**Task objective**
Revise the records from their start up to and including the line with "(1059, 343)", putting "marker" wherever "keypoint" appears and leaving everything else as it is.

**Stored data**
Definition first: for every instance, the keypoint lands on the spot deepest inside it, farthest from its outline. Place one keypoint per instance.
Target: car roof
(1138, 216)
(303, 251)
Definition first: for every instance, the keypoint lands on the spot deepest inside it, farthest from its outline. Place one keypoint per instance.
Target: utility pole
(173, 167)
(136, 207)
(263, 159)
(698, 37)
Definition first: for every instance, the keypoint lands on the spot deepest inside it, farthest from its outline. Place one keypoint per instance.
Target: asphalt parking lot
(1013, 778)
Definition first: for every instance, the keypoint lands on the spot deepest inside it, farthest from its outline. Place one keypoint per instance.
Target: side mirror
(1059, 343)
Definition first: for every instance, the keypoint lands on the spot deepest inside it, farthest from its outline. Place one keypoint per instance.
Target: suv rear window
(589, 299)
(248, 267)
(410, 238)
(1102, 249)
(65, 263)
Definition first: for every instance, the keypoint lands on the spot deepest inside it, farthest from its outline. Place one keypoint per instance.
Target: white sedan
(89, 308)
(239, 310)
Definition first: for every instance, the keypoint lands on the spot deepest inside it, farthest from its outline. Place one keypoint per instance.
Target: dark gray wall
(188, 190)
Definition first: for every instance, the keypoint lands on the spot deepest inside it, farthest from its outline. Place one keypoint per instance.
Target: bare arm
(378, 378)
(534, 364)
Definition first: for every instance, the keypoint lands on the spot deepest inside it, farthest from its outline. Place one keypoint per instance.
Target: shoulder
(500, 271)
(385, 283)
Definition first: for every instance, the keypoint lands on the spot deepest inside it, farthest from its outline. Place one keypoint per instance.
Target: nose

**Answer to the exercise**
Definition first: for every instance, the marker lands on the spot deepest inside it, farthest from its outline. Place one marker per instance.
Target: car roof
(1138, 216)
(303, 251)
Definition first: for every instance, the marker lands on the spot deepest inside it, farthest from its outline. Place one marker per instance.
Target: utility pole
(173, 167)
(136, 207)
(263, 159)
(698, 37)
Definition first: for every instance, the marker lands on the spot deepest inside it, farthest from its outline. Place one marker per instance.
Target: asphalt parking lot
(1013, 778)
Definition first: for every instance, the marker lands on the spot deepest inside it, farthest from its outline. Place one marker per instance.
Target: side mirror
(1059, 343)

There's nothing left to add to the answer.